AIM OF THE EXERCISE: Report how many lines in the material hold the word "cone". No other content is required.

────────────────────────────────────────

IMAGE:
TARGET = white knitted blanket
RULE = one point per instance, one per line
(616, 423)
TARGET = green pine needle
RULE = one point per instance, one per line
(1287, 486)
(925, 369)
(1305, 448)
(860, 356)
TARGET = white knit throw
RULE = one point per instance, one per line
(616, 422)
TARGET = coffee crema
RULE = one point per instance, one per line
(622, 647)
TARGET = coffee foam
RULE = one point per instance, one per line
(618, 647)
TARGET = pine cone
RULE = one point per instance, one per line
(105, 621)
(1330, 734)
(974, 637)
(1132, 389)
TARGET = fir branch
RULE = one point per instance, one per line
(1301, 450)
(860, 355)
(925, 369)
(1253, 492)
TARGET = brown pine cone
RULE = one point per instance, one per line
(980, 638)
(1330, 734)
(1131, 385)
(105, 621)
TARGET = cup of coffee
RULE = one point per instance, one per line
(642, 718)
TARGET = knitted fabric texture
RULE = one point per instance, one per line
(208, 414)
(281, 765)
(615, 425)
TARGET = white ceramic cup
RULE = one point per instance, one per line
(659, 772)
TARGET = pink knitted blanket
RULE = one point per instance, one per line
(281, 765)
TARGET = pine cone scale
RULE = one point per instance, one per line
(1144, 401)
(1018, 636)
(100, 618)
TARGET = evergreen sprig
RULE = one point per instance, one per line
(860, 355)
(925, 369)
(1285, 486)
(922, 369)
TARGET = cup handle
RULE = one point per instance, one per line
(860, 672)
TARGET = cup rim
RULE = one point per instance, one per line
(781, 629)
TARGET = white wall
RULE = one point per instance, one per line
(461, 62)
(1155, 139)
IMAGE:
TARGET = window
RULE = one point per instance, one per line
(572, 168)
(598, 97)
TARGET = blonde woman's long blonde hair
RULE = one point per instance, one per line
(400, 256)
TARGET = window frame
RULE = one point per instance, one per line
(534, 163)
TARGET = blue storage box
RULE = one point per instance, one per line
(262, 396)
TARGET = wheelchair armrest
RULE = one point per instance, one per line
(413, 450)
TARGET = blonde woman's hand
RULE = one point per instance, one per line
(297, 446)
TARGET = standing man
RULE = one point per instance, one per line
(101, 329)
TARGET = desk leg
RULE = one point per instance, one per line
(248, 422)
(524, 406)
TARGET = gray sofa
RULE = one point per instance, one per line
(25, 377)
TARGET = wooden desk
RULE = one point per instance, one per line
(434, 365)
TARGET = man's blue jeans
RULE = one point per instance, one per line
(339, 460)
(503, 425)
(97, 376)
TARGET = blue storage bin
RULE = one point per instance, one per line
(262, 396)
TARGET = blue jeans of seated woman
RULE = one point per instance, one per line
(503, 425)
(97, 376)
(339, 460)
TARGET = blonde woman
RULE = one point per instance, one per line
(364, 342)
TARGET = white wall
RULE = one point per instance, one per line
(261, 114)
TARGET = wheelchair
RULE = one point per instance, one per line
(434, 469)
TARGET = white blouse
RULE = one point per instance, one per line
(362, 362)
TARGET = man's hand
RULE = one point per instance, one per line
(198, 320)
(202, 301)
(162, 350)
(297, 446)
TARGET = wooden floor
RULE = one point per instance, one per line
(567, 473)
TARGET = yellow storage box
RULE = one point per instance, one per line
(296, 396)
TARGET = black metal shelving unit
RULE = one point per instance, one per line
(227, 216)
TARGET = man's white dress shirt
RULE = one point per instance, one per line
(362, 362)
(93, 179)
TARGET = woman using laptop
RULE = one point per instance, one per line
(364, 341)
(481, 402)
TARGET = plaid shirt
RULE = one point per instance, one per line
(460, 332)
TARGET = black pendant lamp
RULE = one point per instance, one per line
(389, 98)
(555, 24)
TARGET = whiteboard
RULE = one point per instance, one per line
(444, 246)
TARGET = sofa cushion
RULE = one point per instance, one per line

────────────────────────────────────────

YOUR RESPONSE: 3